**WHAT THE TASK REQUIRES:** Copy each of the records below word for word, keeping them in the same order.

**RECORD SET:**
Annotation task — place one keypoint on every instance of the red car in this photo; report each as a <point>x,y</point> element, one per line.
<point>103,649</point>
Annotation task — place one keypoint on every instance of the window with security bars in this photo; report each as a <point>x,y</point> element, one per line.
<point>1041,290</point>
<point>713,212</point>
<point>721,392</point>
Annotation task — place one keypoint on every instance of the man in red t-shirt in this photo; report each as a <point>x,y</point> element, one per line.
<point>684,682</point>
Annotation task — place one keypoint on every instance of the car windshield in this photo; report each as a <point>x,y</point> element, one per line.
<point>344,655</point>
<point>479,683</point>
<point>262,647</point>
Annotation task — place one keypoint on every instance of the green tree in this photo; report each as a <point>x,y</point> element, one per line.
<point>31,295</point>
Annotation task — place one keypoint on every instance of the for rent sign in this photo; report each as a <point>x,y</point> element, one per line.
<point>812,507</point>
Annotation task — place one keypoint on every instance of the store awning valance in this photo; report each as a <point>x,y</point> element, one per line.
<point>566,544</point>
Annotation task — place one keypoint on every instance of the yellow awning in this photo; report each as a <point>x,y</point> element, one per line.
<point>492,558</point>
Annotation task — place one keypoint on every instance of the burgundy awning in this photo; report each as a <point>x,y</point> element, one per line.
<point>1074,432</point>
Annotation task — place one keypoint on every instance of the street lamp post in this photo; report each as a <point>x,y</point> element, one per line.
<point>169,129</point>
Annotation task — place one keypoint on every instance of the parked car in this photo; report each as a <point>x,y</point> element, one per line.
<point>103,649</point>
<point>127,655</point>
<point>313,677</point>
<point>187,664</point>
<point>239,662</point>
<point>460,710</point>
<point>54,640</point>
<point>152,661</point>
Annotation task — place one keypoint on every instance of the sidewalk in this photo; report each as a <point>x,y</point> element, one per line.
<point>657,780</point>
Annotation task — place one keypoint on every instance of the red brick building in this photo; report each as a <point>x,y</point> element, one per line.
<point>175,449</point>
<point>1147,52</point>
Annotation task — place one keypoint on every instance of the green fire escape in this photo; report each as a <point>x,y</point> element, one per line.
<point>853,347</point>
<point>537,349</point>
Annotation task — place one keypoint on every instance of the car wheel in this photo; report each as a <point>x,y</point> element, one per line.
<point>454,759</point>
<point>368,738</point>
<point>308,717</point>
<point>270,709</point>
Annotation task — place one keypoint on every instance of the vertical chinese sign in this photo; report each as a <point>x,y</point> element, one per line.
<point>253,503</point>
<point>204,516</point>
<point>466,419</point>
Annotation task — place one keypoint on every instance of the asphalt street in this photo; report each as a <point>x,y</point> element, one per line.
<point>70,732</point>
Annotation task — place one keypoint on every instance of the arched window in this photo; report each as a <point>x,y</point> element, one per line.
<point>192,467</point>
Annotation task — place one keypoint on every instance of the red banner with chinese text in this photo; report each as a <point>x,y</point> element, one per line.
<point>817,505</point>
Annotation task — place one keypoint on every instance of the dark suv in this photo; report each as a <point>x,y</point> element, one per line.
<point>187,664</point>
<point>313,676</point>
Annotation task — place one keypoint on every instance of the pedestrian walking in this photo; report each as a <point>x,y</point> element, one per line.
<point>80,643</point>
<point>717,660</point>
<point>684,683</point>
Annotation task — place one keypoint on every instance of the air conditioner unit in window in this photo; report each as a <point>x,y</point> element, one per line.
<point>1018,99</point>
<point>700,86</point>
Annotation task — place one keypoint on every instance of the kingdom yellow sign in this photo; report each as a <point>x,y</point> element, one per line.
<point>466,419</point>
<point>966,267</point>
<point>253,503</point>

**TASK SOLUTION:**
Annotation task — place one keypoint on every instance of the red car in this photo; report each as a <point>x,y</point> element, one per line.
<point>103,649</point>
Annotation task — place one keypoint on every instance of the window with security bars in this photo; report each as a <point>x,y</point> element, one per line.
<point>1041,290</point>
<point>713,212</point>
<point>721,392</point>
Annotation task — place one keypoint on every instance of the man in red t-shirt in this photo; report each as a <point>x,y</point> element, one per line.
<point>684,682</point>
Annotation task — place one keypoint on every instance of the car windshield in this photo; report each as a <point>x,y</point> element, one per line.
<point>344,655</point>
<point>479,683</point>
<point>262,647</point>
Annotation task — place one keypoint on every instance of the green tree in this photo; report each as a <point>x,y</point> element, one per line.
<point>31,295</point>
Annotation task — place one keypoint on every instance of the for rent sign in this photo; report each as a <point>x,y</point> element, one per line.
<point>812,507</point>
Annotation task — place one keypoint on every instance of the store awning valance in this photo; report each as a <point>x,y</point> element, one per line.
<point>566,544</point>
Annotation task — place one keypoint on every instance of the yellow awning in this photo; report each as a <point>x,y</point> element, one per line.
<point>492,558</point>
Annotation task — place one keypoint on every instance of the burgundy awning in this photo; report each as a <point>x,y</point> element, one per line.
<point>1074,432</point>
Annotation task — place one keypoint on every instance of the street lamp post in this photo; report each as a <point>x,y</point> element, one per line.
<point>169,129</point>
Annotation task — place one keypoint on every instance of the parked car in this photo; report each as a <point>x,y</point> element, one per line.
<point>103,649</point>
<point>127,655</point>
<point>313,677</point>
<point>187,664</point>
<point>239,662</point>
<point>460,710</point>
<point>54,640</point>
<point>152,661</point>
Annotation task — place one keypoint on every instance of the sidewalk in this photo; report each as a <point>x,y</point> element, one per line.
<point>657,780</point>
Annotation task — place one keypoint on every instance of the red brick building in this photo; report each as a <point>x,y</point> element, one per line.
<point>175,449</point>
<point>1147,52</point>
Annotation task — place one keypoint on every instance of the green fire escape in this photo; report each as a <point>x,y</point> element, one per line.
<point>853,347</point>
<point>537,349</point>
Annotation task — place one keypoint on every instance of the car wheel in this photo; report each as a <point>x,y</point> element, one per line.
<point>454,759</point>
<point>368,738</point>
<point>308,717</point>
<point>270,709</point>
Annotation task — place one keypoint on every instance of the vertical chinese sign in this photo; report each as a <point>x,y</point> element, one per line.
<point>253,503</point>
<point>204,516</point>
<point>466,419</point>
Annotation task — place one keypoint on every instance of the asphalt street in this photo; report each as a <point>x,y</point> element, one per line.
<point>70,732</point>
Annotation task — place one keypoint on every instance of the arched window in this photo; report each as a <point>x,y</point> element, one per line.
<point>192,467</point>
Annotation task — place one keypoint on every instance of the red banner with chinese text in this photo; report each as a <point>x,y</point> element, one per line.
<point>817,505</point>
Annotation task — place one keypoint on every instance of the dark suv in this photo; report each as a <point>x,y</point> element, one per line.
<point>187,664</point>
<point>313,676</point>
Annotation task — place one keypoint on every instance of the pedestrian walking in this photo; report each as a <point>x,y</point> element, one per line.
<point>80,643</point>
<point>717,660</point>
<point>684,683</point>
Annotation task — place one keypoint on every instance of the air conditioner unit in window in this photo; report each as a <point>x,y</point> element, one per line.
<point>1018,99</point>
<point>700,86</point>
Annotation task — place one keypoint on every instance of the kingdom yellow sign in this photo; report each as a <point>x,y</point> element, one per line.
<point>466,419</point>
<point>966,267</point>
<point>253,503</point>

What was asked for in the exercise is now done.